Task A: Please return the stretch of the Foundation fieldbus page below from "Foundation field bus" through "tasks much easier.", copied word for word.
Task B: Resume the Foundation fieldbus page below, picking up right after its last sentence.

Advantages of Foundation fieldbus
SMART Instruments are analogue signal used to represent a physical quantity for example 0-10bar, 0-100degC & can be configured for control or feedback. The reason the range starts at 4mA is to make it easier to distinguish between a genuine fault condition like an open circuit or when there is actually just no process variable. Typically there will only be one device per loop.
Foundation field bus is a digital AC signal which operates under the master slave protocol. There can be multiple devices on a loop known as a network and all have to be Fieldbus comparable and the total network must be within a specified length for use without a repeater
Advantages of FF devices -
Reduced Hardware Requirements
• Smaller System Footprint
• Reduced Device Count
• An Open Network Standard
• Faster Commissioning
• High Signal Integrity
• Greater Signal Fidelity
• Tighter Control
• Real-time Signal Status & Data Quality
• More Powerful Devices
• Enhanced Diagnostics
There can be a huge savings in wiring and I/O costs for a new plant project due to the multidrop and digital capability inherent in FF. Also the inclusion of diagnostic and multivariable information makes commissioning and troubleshooting tasks much easier.

Extracted information:
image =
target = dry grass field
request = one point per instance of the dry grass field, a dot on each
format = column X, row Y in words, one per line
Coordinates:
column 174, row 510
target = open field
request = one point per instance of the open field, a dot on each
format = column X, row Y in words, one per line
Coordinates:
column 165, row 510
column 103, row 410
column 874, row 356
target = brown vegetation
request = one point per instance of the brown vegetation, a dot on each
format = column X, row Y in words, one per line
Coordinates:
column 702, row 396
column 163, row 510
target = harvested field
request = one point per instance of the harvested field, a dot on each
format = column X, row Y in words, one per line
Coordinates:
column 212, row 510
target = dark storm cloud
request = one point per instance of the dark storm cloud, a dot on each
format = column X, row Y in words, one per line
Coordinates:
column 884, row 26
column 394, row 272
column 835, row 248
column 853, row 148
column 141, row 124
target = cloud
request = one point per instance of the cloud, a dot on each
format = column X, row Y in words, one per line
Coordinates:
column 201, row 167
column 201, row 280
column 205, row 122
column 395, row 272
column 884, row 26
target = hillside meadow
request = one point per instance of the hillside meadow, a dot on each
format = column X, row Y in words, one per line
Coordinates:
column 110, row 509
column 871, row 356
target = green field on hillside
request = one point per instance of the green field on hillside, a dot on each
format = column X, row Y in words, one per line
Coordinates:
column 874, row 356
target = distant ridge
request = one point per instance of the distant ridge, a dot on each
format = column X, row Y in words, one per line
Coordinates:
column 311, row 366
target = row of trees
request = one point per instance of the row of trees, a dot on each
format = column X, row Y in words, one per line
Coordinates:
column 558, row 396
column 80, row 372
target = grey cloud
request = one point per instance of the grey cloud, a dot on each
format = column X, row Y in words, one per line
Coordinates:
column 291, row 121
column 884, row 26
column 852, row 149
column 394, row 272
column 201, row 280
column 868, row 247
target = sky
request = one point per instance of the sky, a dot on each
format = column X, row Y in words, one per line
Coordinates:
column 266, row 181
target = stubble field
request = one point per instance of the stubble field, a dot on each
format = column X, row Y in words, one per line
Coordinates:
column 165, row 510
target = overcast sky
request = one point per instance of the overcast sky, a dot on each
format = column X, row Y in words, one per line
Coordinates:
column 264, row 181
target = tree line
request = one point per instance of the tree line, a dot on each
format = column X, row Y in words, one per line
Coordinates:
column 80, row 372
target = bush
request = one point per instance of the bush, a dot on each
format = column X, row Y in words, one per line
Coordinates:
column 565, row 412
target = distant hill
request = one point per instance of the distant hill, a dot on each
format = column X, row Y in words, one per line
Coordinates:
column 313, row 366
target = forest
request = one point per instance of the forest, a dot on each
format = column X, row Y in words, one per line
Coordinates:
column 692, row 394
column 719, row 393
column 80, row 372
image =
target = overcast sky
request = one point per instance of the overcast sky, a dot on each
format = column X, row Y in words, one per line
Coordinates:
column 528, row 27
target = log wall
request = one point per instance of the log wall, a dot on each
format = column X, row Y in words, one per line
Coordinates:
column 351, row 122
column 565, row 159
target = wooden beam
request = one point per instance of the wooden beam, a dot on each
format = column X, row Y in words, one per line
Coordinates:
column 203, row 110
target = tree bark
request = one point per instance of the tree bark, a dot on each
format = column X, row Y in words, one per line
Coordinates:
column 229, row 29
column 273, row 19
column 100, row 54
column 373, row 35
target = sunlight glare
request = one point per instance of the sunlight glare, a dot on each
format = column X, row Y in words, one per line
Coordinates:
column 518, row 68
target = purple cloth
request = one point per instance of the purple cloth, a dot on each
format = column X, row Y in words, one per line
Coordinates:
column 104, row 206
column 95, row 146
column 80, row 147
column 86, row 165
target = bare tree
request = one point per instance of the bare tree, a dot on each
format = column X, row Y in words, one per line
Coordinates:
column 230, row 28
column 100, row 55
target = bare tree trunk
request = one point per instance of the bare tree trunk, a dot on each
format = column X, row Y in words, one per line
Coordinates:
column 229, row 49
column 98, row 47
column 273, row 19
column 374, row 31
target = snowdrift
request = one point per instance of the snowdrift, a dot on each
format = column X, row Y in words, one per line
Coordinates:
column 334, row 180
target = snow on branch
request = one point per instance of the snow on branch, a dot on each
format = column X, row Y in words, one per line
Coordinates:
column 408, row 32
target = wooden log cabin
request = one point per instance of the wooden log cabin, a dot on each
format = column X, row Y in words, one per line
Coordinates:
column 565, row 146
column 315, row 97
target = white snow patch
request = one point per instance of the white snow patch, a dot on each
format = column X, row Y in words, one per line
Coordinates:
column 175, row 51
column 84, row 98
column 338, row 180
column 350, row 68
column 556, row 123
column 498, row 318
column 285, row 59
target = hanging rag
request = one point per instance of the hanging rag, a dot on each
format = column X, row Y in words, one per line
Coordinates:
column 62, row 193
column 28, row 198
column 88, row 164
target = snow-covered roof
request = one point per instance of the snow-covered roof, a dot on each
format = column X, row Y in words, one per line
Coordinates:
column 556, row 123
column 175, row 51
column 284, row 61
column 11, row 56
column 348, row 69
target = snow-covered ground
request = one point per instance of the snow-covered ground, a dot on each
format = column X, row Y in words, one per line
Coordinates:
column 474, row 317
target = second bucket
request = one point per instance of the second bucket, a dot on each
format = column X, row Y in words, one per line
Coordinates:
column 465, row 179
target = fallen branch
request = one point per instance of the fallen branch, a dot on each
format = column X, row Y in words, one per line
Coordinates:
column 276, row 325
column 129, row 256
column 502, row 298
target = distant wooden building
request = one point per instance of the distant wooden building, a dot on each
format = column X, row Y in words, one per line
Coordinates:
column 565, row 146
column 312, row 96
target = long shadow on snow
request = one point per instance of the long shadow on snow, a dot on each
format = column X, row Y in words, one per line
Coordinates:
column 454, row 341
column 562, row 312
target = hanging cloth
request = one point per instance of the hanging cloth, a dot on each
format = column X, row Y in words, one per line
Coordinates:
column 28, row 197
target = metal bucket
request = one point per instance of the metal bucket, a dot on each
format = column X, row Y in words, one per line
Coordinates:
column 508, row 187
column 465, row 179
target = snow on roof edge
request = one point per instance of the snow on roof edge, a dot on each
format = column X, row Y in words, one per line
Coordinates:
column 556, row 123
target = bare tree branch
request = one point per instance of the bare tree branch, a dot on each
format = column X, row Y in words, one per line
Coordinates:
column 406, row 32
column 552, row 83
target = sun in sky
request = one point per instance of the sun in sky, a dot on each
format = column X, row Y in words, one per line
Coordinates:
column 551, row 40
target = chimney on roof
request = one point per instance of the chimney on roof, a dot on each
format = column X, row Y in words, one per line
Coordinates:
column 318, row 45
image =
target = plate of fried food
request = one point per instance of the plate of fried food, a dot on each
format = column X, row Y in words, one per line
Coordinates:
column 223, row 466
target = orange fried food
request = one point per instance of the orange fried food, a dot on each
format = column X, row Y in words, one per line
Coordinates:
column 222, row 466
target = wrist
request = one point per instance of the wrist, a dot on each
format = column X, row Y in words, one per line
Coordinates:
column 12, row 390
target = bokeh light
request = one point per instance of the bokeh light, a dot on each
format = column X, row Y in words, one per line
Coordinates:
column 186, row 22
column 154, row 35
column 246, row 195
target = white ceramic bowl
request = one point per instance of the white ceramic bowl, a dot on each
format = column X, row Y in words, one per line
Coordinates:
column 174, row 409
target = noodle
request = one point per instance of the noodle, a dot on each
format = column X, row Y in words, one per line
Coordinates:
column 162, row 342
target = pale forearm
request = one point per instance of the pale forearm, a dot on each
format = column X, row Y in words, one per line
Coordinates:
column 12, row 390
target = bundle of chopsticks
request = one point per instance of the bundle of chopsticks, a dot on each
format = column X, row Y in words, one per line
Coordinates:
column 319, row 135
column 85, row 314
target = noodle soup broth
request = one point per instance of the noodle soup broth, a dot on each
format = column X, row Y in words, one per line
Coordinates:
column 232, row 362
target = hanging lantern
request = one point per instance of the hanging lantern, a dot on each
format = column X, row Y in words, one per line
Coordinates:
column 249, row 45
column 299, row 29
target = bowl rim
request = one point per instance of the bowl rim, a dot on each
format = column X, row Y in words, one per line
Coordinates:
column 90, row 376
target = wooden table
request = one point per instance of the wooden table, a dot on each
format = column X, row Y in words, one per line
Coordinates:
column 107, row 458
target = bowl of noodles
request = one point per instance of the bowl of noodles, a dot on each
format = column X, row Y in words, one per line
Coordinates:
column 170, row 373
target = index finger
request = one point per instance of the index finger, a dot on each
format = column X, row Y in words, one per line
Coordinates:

Exercise answer A:
Foundation field bus is a digital AC signal which operates under the master slave protocol. There can be multiple devices on a loop known as a network and all have to be Fieldbus comparable and the total network must be within a specified length for use without a repeater
Advantages of FF devices -
Reduced Hardware Requirements
• Smaller System Footprint
• Reduced Device Count
• An Open Network Standard
• Faster Commissioning
• High Signal Integrity
• Greater Signal Fidelity
• Tighter Control
• Real-time Signal Status & Data Quality
• More Powerful Devices
• Enhanced Diagnostics
There can be a huge savings in wiring and I/O costs for a new plant project due to the multidrop and digital capability inherent in FF. Also the inclusion of diagnostic and multivariable information makes commissioning and troubleshooting tasks much easier.

Exercise answer B:
4-20 mA/HART can deliver non-real-time digital information, FOUNDATION fieldbus delivers real-time digital information. So for FF the real-time PV is also digital. Additionally, for the PV, Fieldbus also provides real-time status telling the operators and control strategy what the status of the PV is: Good, Bad (e.g. sensor failure), or Uncertain (e.g. outside calibrated range). This allows operators and the control strategy to clearly tell the difference between an extreme process condition and a sensor failure (because a sensor failure need not be flagged in the PV value by masquerading high > 20 mA or low < 4 mA PV) thus tripping the loop even though there is nothing wrong with the process. Fieldbus also means you can get multiple variables from devices in real-time. Many devices today provide multiple variables, but to put it to good use they have to be real-time; and only FF does that.
Another important point is that 4-20 mA signals go hand-in-hand with on-off signals for discrete devices, and there is no HART for on-off signals. Therefore, there is no HART in on-off valves and other discrete devices which account for maybe half of the I/O count. A major reason for using FF is that FF makes all devices digital including intelligent two-wire on-off valves. That is, multiple real-time I/O, central configuration, and diagnostics etc. for all devices in the plant, not just some. FF also eliminates the need for proprietary protocols for electric actuators / motor operated valves (MOV) and tank gauging systems.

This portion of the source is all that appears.